### Exercises to complete
1/ From the Grottoes United Methodist Church page, list the practices it names for observing the period when Christians prepare for Easter during Lent.
2/ According to the Grottoes United Methodist Church page, what time is the Ash Wednesday worship service?
3/ Pick up the Grottoes United Methodist Church page on Ash Wednesday from its last sentence and write the next part.

### Text excerpt
Churches are made up of human beings who are not perfect,
but God takes our imperfect lives and uses us in glorious ways,
when we choose to give ourselves as disciples of Jesus Christ and become living sacrifices to the glory of God.  
I hope you will take the time to check us out on Sunday mornings, in person or on our Live Stream,
and I look forward to getting to know you.
I want to invite you to join us as we live out our mission:
“To Make Disciples of Jesus Christ for the Transformation of the World.”  
So come as you are, from where ever you are, and just be who you are.  Hope to see you soon!

Redeem your story

Here at Grottoes United Methodist Church, we know that everyone has a story. The beauty of the gospel is that no matter what your life's story is, Jesus has come to redeem it and give it another ending. That's why we proclaim that we can not stop speaking about what we have seen and heard!

Why Ashes on Wednesday?

This month on Wednesday, February 22, 2023, we will observe Ash Wednesday in a worship service at 7:30p.m.  It seems that many may not really know much about the importance of Ash Wednesday or why we observe is during the course of our Christian Calendar year. Therefore it tends to be a seldom attended worship service. Despite the powerful call for us to repent and prepare our hearts for the high holy season of Easter.
Ash Wednesday begins the season of Lent, a time when many Christians prepare for Easter by observing a period of fasting, repentance, moderation and spiritual discipline. Although Ash Wednesday has ancient roots, it does not appear in the rituals of The United Methodist Church or our predecessor denominations until the 20th century.
Ash Wednesday emphasizes two themes: our sinfulness before God and our human mortality. The service focuses on both themes, helping us realize that both have been triumphed through the death and resurrection of Jesus Christ.
Ashes are an ancient symbol. In Genesis, we read that God formed human beings out of the dust of the earth (Genesis 2:7). After expulsion from the Garden of Eden, the first human beings are told by God, “you are dust, and to dust you shall return” (Genesis 3:19 NRSV). The Hebrew word translated dust, is occasionally translated ashes elsewhere. Throughout scripture, ashes are part of rituals when people seek forgiveness and mourn their sin (see Numbers 19:9, 17; Hebrews 9:13; Jonah 3:6; Matthew 11:21, and Luke 10:13, among others).
The imposition of ashes on the heads of Christians to mark the beginning of Lent can be traced at least to the 10th century.

### Data under study
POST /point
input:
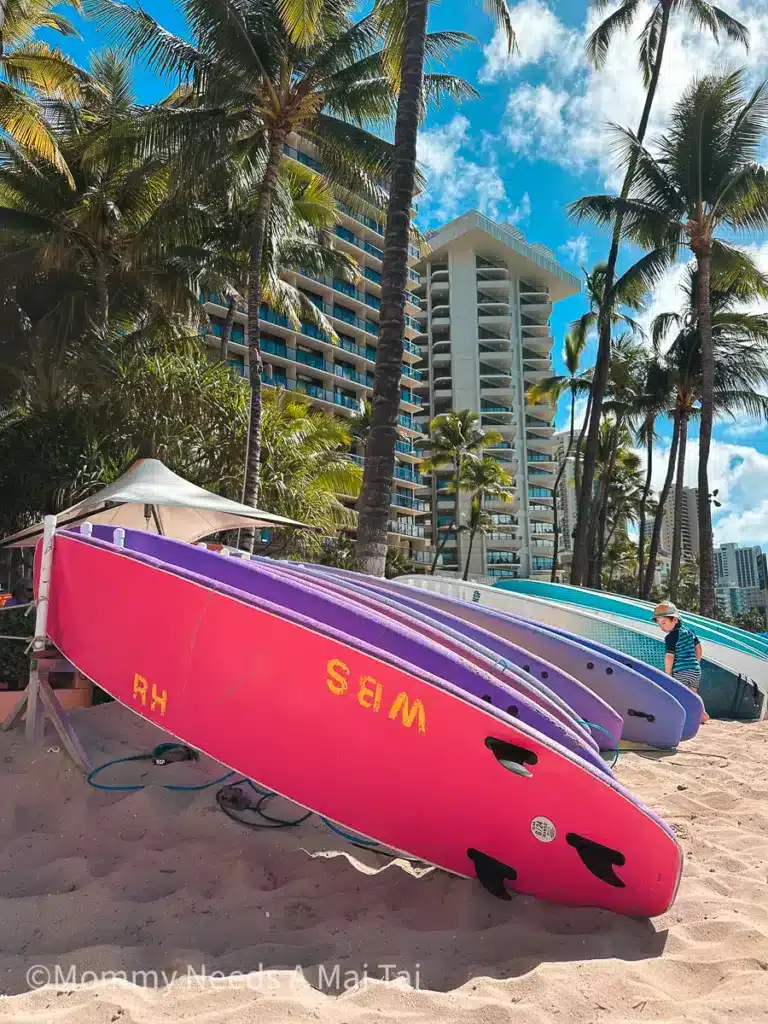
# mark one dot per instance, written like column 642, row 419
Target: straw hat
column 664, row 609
...
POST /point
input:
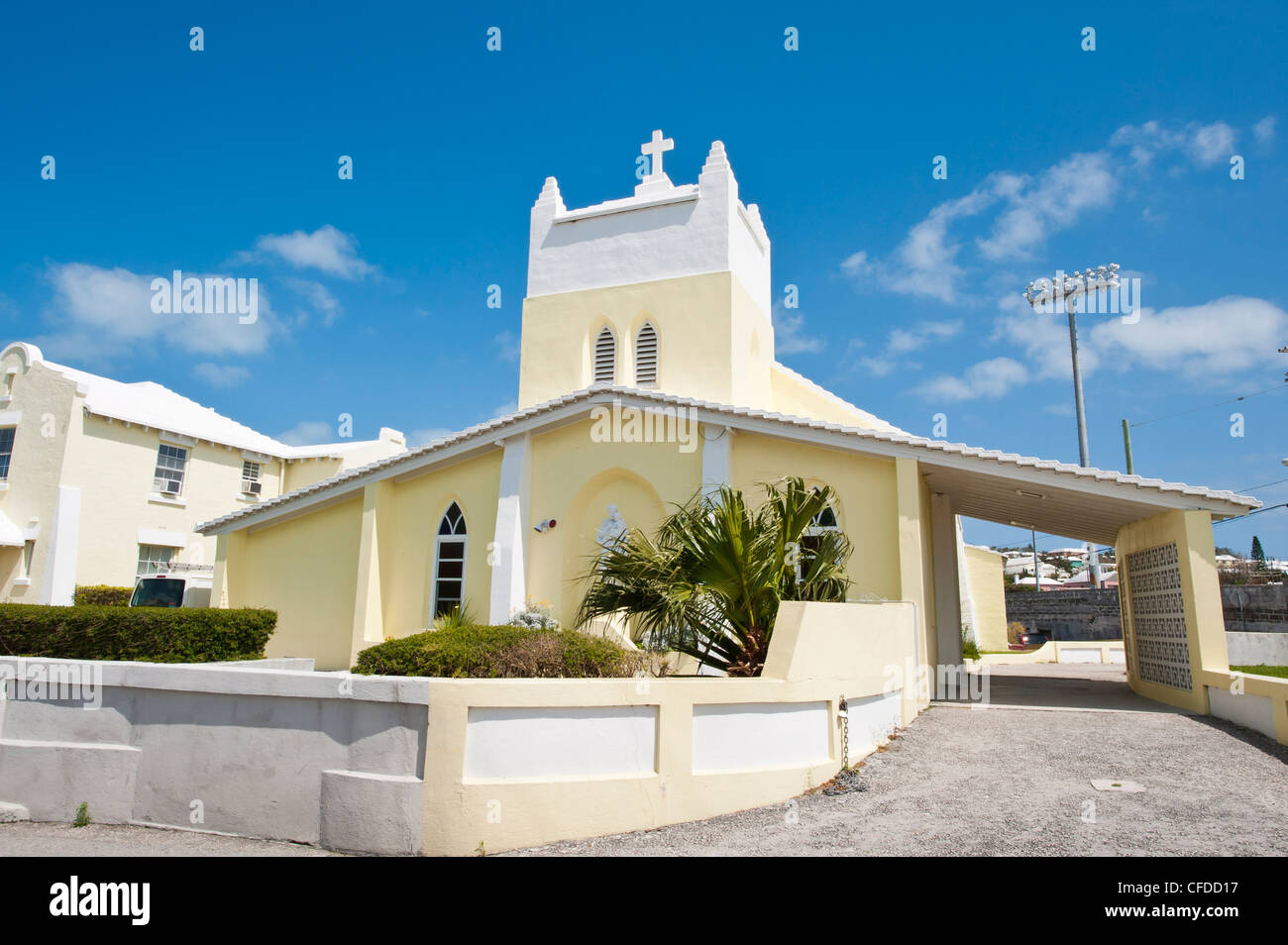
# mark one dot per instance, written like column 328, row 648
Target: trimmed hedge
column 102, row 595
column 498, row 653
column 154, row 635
* * *
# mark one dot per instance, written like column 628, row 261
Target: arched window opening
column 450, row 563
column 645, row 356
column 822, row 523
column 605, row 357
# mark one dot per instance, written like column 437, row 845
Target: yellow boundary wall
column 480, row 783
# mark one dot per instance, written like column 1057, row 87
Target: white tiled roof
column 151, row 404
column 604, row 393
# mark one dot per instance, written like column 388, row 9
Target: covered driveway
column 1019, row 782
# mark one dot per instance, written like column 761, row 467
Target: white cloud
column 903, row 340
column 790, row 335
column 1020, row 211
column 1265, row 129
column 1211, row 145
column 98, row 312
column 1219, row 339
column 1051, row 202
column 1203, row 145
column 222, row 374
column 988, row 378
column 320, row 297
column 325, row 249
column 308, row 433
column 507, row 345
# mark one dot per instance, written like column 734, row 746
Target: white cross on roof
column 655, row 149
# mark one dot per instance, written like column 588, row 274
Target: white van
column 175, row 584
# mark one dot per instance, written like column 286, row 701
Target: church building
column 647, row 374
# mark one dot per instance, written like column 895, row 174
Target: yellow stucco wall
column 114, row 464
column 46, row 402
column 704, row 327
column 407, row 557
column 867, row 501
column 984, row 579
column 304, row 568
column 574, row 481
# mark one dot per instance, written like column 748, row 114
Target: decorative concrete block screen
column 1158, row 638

### Numbered responses
1/
fasting
repentance
moderation
spiritual discipline

2/ 7:30 p.m.

3/
Marking the forehead with the sign of the cross is a more recent adaptation.
In earlier centuries, ashes were used to mark those who had been separated from the church because of serious sins and were seeking to be re-admitted to the fellowship of the church. In effect, they were redoing the process of final preparation for church membership along with those doing it for the first time. They were sprinkled with ashes and given rough garments to wear as a sign of sorrow for their sins and their commitment to seek renewal in Christian life through this season.
Since the tenth century, the observance of Ash Wednesday has become a general rite for all in the Western church. United Methodists first adopted an official ritual for Ash Wednesday that involves the use of ashes in the 1992 Book of Worship. Prior to that time, Methodists either had no official service at all for this day (through 1964) or an “ash-less” Ash Wednesday Service (1965 Book of Worship). Ashes are an "accessory" that demonstrates an awareness of mortality and an intent to repent. The actual awareness and the corporate and personal acts of repentance are the substance of services for the first day of Lent. In many churches the ashes are made by burning the palms from the previous year's Palm Sunday.
As the ashes are placed on the forehead, words such as these are spoken: "Remember that you are dust and to dust you shall return," recalling God's words to Adam in Genesis 3:19, or “Repent, and believe the gospel” recalling the message of both John the Baptist and Jesus (Mark 1:15).
Through the service of ashes on the first day of Lent, we come before God recognizing our humanity, repenting of our sin, and remembering who we are and who we can be.